What you are asked to do: Omit all pictures. Copy exactly the lines from the line containing "Where can you see the gray" to the end of the listing, with both ends included.

··········

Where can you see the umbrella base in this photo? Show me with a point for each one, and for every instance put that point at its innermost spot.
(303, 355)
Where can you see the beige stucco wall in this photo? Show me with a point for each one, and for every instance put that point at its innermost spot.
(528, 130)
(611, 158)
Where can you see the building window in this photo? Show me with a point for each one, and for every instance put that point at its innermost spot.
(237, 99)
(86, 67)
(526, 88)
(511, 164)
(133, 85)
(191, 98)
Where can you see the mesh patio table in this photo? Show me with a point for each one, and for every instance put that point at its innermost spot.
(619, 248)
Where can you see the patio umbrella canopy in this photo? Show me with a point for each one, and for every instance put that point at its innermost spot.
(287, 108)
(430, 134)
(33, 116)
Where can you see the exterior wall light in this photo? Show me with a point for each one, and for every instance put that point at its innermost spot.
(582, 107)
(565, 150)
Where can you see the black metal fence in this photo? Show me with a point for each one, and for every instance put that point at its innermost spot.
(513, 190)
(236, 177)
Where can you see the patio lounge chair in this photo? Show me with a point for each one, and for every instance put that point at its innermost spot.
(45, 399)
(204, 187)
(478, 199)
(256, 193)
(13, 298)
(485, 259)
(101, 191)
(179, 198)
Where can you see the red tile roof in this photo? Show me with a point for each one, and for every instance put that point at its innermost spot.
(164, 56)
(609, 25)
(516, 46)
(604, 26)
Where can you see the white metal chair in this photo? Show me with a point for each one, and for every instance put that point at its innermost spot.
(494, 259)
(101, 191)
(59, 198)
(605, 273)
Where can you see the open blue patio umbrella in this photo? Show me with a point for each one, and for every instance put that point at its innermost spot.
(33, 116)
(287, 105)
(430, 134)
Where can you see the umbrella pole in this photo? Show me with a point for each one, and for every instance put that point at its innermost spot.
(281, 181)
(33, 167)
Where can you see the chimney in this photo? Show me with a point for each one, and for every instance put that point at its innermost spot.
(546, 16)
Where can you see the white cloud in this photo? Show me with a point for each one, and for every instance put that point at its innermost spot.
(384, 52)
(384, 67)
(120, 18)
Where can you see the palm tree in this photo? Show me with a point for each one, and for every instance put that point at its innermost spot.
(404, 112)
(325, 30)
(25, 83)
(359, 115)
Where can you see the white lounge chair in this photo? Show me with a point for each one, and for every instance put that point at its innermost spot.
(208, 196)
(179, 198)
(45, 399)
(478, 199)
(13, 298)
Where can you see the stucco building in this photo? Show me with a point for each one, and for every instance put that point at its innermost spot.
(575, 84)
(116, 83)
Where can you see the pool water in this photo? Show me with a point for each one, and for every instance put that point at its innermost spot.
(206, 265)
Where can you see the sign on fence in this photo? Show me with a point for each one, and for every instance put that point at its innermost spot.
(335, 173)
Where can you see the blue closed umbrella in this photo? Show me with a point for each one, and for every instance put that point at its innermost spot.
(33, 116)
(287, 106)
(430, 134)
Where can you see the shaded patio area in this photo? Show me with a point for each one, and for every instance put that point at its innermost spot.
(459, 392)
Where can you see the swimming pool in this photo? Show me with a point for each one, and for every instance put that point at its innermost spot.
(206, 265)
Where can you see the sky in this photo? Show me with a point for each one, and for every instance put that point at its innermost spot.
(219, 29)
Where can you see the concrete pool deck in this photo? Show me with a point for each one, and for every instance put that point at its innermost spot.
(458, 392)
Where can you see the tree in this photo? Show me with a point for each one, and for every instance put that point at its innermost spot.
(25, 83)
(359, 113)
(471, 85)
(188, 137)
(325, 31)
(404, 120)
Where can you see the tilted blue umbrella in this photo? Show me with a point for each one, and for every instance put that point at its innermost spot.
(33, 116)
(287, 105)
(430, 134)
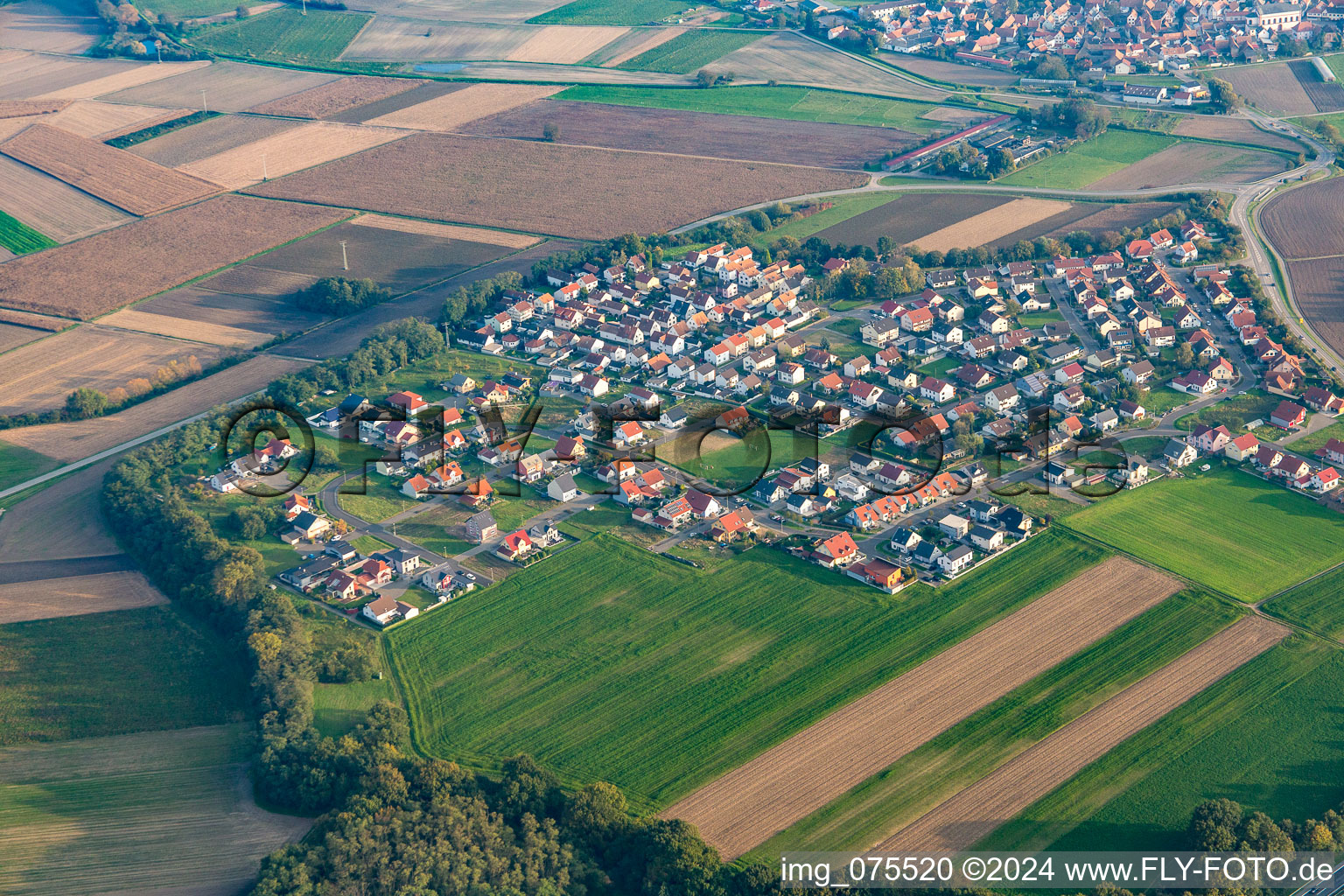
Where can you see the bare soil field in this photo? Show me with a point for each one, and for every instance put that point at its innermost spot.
(800, 775)
(62, 520)
(210, 137)
(515, 185)
(909, 216)
(1190, 163)
(230, 87)
(1234, 130)
(113, 175)
(77, 595)
(401, 260)
(451, 112)
(1323, 205)
(77, 439)
(696, 133)
(336, 97)
(63, 25)
(976, 812)
(990, 225)
(290, 150)
(39, 376)
(953, 72)
(178, 328)
(792, 60)
(152, 254)
(1271, 87)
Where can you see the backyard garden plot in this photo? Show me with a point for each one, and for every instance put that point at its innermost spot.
(152, 254)
(230, 87)
(75, 439)
(972, 748)
(1226, 529)
(452, 110)
(481, 685)
(691, 50)
(972, 815)
(820, 763)
(75, 595)
(148, 813)
(39, 376)
(1141, 794)
(336, 97)
(288, 150)
(155, 669)
(696, 133)
(284, 35)
(116, 176)
(792, 103)
(512, 185)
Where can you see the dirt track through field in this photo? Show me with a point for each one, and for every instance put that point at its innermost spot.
(817, 765)
(973, 813)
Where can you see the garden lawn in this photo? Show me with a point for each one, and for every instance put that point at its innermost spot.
(612, 662)
(1226, 529)
(797, 103)
(1090, 160)
(112, 673)
(973, 747)
(1266, 737)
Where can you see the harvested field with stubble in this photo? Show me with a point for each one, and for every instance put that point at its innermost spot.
(336, 97)
(116, 176)
(152, 254)
(77, 595)
(50, 206)
(461, 107)
(696, 133)
(39, 376)
(512, 185)
(290, 150)
(817, 765)
(972, 815)
(77, 439)
(990, 225)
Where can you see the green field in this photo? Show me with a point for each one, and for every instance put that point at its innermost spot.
(285, 35)
(690, 52)
(973, 747)
(19, 238)
(1266, 737)
(150, 813)
(690, 675)
(1090, 160)
(19, 465)
(1226, 529)
(112, 673)
(796, 103)
(612, 12)
(1316, 605)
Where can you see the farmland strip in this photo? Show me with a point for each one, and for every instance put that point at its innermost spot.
(800, 775)
(976, 812)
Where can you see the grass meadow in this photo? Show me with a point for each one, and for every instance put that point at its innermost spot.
(970, 750)
(1266, 737)
(609, 662)
(1226, 529)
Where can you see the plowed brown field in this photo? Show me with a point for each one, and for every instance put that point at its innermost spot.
(115, 175)
(976, 812)
(802, 774)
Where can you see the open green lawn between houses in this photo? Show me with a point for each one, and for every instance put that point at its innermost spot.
(689, 673)
(1266, 737)
(797, 103)
(1228, 529)
(1090, 160)
(983, 742)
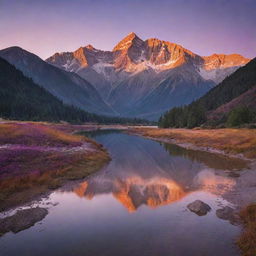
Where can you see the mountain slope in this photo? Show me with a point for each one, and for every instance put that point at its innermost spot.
(235, 92)
(22, 99)
(68, 87)
(137, 75)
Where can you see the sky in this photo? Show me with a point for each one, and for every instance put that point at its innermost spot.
(202, 26)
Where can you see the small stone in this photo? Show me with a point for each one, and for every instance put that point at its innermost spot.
(22, 219)
(199, 207)
(227, 213)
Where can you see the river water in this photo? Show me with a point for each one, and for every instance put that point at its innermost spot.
(136, 205)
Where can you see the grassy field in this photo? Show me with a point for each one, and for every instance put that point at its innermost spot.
(35, 158)
(231, 141)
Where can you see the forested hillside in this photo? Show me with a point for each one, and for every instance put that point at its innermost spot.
(22, 99)
(199, 112)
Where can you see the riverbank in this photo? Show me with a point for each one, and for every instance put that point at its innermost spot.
(38, 157)
(240, 143)
(232, 142)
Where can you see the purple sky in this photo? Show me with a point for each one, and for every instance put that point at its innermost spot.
(202, 26)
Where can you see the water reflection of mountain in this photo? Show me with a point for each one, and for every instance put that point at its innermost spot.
(143, 172)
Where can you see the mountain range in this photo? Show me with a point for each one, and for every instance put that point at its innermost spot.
(232, 102)
(138, 78)
(146, 78)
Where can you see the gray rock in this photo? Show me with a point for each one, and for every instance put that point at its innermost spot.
(199, 207)
(22, 219)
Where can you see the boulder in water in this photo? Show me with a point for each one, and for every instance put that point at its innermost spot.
(199, 207)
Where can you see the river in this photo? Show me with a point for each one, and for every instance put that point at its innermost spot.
(136, 205)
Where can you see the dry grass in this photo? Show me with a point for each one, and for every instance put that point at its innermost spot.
(247, 241)
(32, 167)
(234, 141)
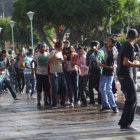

··········

Solved exercise:
Where can you see the gray rock in this photo? Show me with a point for each one, and for every instance put that point at its innermost spot.
(199, 207)
(22, 219)
Where can you see the boulder in water in this photo? Show me with a point for each one, and for every instance put that point at its innermost spot.
(199, 207)
Where can you see the river in this photo? Show me with a point for each one, and for every instance put that point at its innermost spot.
(136, 205)
Where can you see the dry grass in this photo? Show me with a point for each one, and for every instance put that point at its innermost spot.
(247, 241)
(32, 167)
(234, 141)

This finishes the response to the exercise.